AIM: Please rewrite all the data below as a numbered list, one line per item, skipping any blank lines and leaving the pictures out.

MATERIALS PROVIDED:
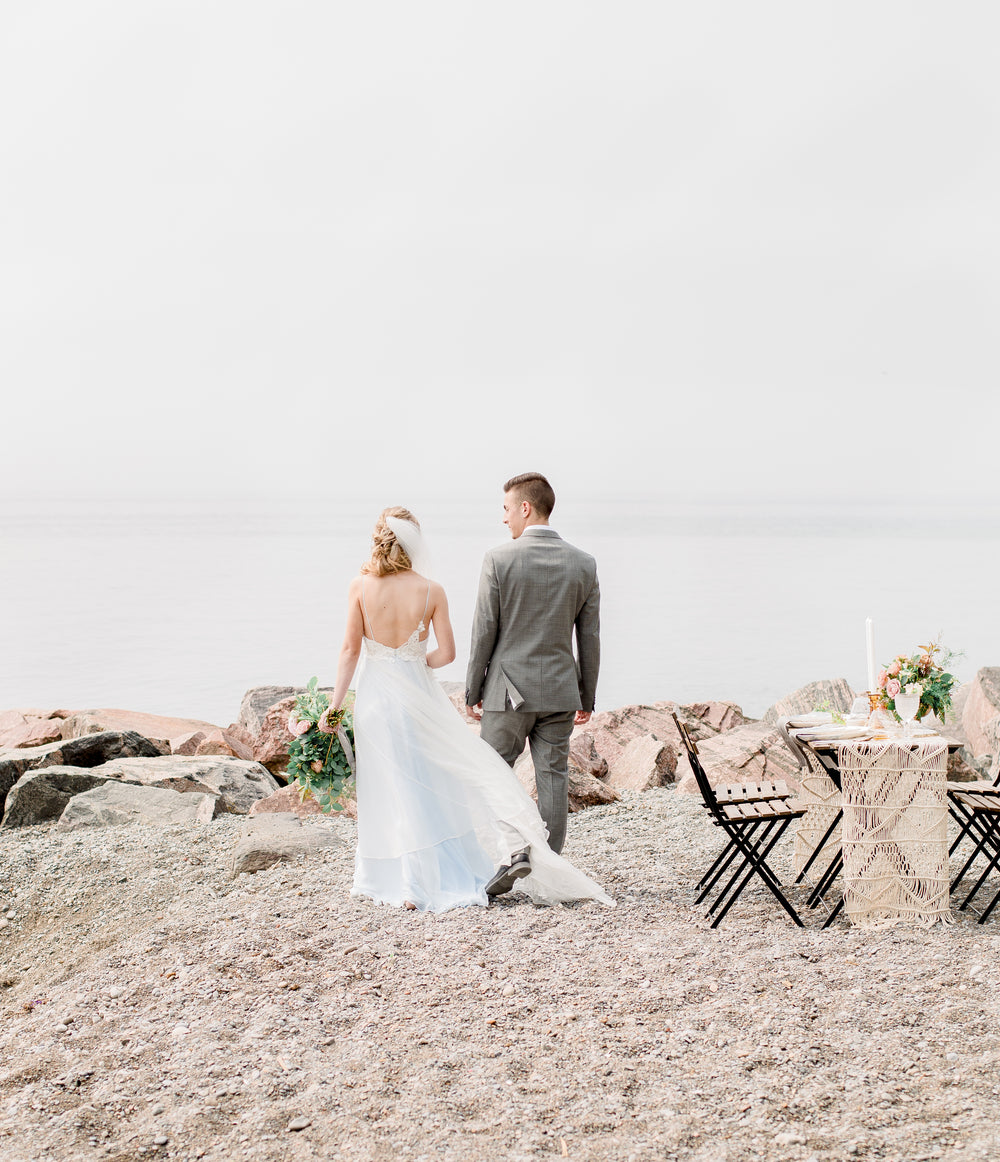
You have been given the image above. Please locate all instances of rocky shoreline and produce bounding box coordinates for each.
[0,669,1000,1162]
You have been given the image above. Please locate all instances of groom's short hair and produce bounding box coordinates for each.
[503,472,555,521]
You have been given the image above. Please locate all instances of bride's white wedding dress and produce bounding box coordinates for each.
[351,594,614,912]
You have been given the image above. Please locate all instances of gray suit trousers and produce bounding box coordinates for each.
[481,710,576,853]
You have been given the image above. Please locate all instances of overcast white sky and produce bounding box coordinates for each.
[0,0,1000,501]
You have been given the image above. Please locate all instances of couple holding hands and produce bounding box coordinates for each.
[331,473,614,912]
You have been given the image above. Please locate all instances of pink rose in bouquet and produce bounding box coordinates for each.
[288,710,312,738]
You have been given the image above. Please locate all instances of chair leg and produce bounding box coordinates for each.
[696,822,766,904]
[695,819,782,916]
[695,820,775,916]
[958,819,1000,912]
[949,825,990,892]
[823,896,843,928]
[712,817,805,928]
[796,811,843,883]
[806,852,843,908]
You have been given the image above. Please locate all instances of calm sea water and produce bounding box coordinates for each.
[0,498,1000,725]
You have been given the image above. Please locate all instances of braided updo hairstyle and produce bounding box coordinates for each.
[361,504,420,578]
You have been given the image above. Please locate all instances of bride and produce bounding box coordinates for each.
[331,508,614,912]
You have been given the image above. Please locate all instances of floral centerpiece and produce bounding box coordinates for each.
[877,641,957,722]
[287,677,354,813]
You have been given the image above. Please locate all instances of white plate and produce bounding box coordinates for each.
[798,725,871,743]
[789,710,833,726]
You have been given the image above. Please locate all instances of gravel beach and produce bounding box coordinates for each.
[0,788,1000,1162]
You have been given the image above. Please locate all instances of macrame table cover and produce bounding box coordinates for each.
[837,738,951,930]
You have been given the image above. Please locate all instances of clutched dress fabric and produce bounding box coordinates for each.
[351,622,614,912]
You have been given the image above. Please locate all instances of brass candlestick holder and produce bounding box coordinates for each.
[865,690,895,736]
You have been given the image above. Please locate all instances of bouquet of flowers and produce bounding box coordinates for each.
[288,677,354,813]
[878,641,957,722]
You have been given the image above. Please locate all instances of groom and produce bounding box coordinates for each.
[466,472,600,896]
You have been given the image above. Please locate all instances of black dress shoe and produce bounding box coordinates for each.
[487,852,531,896]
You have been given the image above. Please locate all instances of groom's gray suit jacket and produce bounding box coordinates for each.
[466,525,600,713]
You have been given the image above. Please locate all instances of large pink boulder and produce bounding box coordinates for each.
[0,709,69,751]
[62,709,247,760]
[607,734,677,791]
[961,666,1000,755]
[677,722,799,795]
[513,747,619,813]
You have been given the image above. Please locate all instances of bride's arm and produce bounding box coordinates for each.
[330,578,365,710]
[427,583,455,669]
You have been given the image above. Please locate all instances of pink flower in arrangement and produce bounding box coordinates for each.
[288,710,312,738]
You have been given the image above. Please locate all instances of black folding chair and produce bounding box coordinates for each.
[948,783,1000,924]
[671,711,805,928]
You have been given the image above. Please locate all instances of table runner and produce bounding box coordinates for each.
[837,738,951,928]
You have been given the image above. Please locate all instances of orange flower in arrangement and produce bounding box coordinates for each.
[877,641,961,722]
[286,677,354,813]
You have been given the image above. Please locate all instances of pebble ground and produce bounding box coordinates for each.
[0,789,1000,1162]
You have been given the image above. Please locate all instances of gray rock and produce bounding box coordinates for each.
[607,734,677,791]
[762,677,855,726]
[0,767,119,829]
[237,686,305,738]
[59,781,218,831]
[232,813,344,878]
[0,731,160,806]
[86,754,281,815]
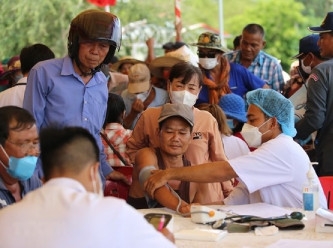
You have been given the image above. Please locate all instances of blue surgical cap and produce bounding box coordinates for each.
[246,89,296,137]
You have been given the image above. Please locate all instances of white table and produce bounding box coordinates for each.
[139,205,333,248]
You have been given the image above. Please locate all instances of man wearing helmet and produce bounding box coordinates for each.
[23,10,127,184]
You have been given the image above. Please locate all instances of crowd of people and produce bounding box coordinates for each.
[0,7,333,247]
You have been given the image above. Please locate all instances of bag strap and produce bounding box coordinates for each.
[99,132,131,166]
[143,87,156,110]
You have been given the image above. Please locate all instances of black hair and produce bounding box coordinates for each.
[103,93,125,128]
[20,43,55,74]
[243,23,265,40]
[40,126,99,180]
[0,106,36,145]
[169,62,203,87]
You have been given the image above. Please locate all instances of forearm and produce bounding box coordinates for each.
[124,111,138,129]
[165,161,233,183]
[154,186,189,211]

SOLUTION FOR THIS PROBLEM:
1. You have been given the image above. Please locate all instances of rocky shoreline and produce bounding box coordinates for each.
2. [0,669,1000,1162]
3. You have been given the image above. Please locate all instances of groom's short hair and produce bounding box coordinates for each.
4. [503,472,555,521]
5. You have been given the image above. Please locate all instances of bride's white wedding dress and produce bounding box coordinates for each.
6. [351,594,614,912]
7. You have been given the image above. Please locate all instances of gray suit trousers and produce bounding box coordinates for each.
8. [481,710,576,853]
9. You have been given the image above. Please locate all instances of overcast white sky and produce bounding box coordinates for each.
10. [0,0,1000,501]
11. You have been given the image above. Please locate all instances of couple holding hands and produce bounding box coordinates for each.
12. [331,473,614,912]
13. You have been given the image above. Please locate all instances of pink rose in bouquet and produce bounding box coordinates for each.
14. [288,710,312,738]
15. You have been given the image above. Please locate all instances of chair leg and produce bounding box coordinates for each.
16. [696,822,766,904]
17. [695,819,782,916]
18. [695,820,775,916]
19. [958,819,1000,912]
20. [949,825,990,892]
21. [823,896,843,928]
22. [712,817,805,928]
23. [796,811,843,883]
24. [806,852,843,908]
25. You have been given the image above. Please locate all instances of calm sea water and produce bounding box coordinates for each.
26. [0,498,1000,725]
27. You have been given the image above. Please locate all instances of braided updo hairstyle and produce bounding box coordinates for each.
28. [361,504,420,578]
29. You have been given the image above. Please locate all instances of bride and produce bounding box coordinates for each.
30. [331,508,614,912]
31. You have been given the image above. Please locate all instances of floral centerpiece and produce bounding box coordinates for each.
32. [877,641,957,722]
33. [287,677,354,813]
34. You have been given the image above. Please locate all instances of white plate and produce bounding box coordinates for each.
35. [798,725,871,743]
36. [789,710,833,726]
37. You have been given the image above. Please locate all instances of gravel beach and produce bounding box coordinates for each.
38. [0,788,1000,1162]
39. You have been given the image above. Please locate all instances of macrame table cover and produce bounding box coordinates for each.
40. [837,738,951,930]
41. You have been given the image above. Please locate all instances of clutched dress fabric and produce bounding box coordinates for each.
42. [351,622,614,912]
43. You have been given the image above. Please locate all instances of brass candlestick holder and produce bounding box coordinates for each.
44. [865,690,895,736]
45. You have been given the image above. Please locate all instances of bouquet of flowers and produce bounding box coordinates for each.
46. [288,677,354,813]
47. [878,641,957,722]
48. You have been given the image above. Please locate all instances of groom and produce bounding box coordinates for each.
49. [466,472,600,896]
50. You have been given the image above. Please locate all instances of black dress shoe and produce bounding box coordinates for each.
51. [487,852,531,896]
52. You have been given the image above. Please locate all instances of groom's gray suit jacket and produce bounding box coordinates for each.
53. [466,525,600,713]
54. You have been given the image above. Please locate all instances of large pink boulder and produce bounding box coordinates for each.
55. [0,709,69,751]
56. [62,709,247,760]
57. [607,734,677,791]
58. [961,666,1000,755]
59. [677,722,799,795]
60. [513,747,619,813]
61. You have been given the image above. Please locate all instances of bride's arm and produce bounding box coordinates for each.
62. [330,578,365,710]
63. [427,583,455,669]
64. You have been given the image above. Please locate all instances of pink flower in arrangement and produce bounding box coordinates for each.
65. [288,710,312,738]
66. You have been given the image above. Please locate all instances of black folding chair and produce bounding box coordinates for each.
67. [948,783,1000,924]
68. [671,711,805,928]
69. You have been given the image above. Please locate all instances of table runner and produce bounding box coordinates for each.
70. [837,738,951,928]
71. You have been given the image above. Please locate all instances of orange flower in arrangement and produce bounding box coordinates for each.
72. [877,641,961,722]
73. [286,677,354,813]
74. You have been given the image above. Please locate all instances of pebble ground and produce bounding box coordinates for each.
75. [0,789,1000,1162]
76. You have been given the image above. Please locate all instances of gray rock and produce bounding box coordinates for each.
77. [607,734,677,791]
78. [762,677,855,726]
79. [0,767,119,829]
80. [237,686,305,738]
81. [59,781,218,831]
82. [232,813,344,878]
83. [0,731,160,806]
84. [86,754,281,815]
85. You have been given the image above. Please locate all instances of blue surgical cap and produce bounding box coordinates for each.
86. [246,89,296,137]
87. You have been given the image above. Please locate all instances of white table and produce bounding box coordinates for each.
88. [139,205,333,248]
89. You have been given the image above. Please locate all instances of man wearing helmet and produce bounding box coordinates for each.
90. [23,10,127,184]
91. You have been given the image above. Please locate all instances of crowd of people and produce bounding box coordinates for each.
92. [0,7,333,247]
93. You have been given the image above. Please locate all instances of bag strap and produce bounding box coordinates for each.
94. [99,132,131,166]
95. [143,87,156,110]
96. You have been given the image above. Please locate all instances of black hair and produce bounding box coordinates for each.
97. [103,93,125,128]
98. [20,43,55,74]
99. [243,23,265,40]
100. [40,126,99,180]
101. [0,106,36,145]
102. [169,62,203,87]
103. You have been given the image above. Please locate all instances of forearm and produce bounding box coordinates for each.
104. [124,111,138,129]
105. [165,161,233,183]
106. [154,186,189,211]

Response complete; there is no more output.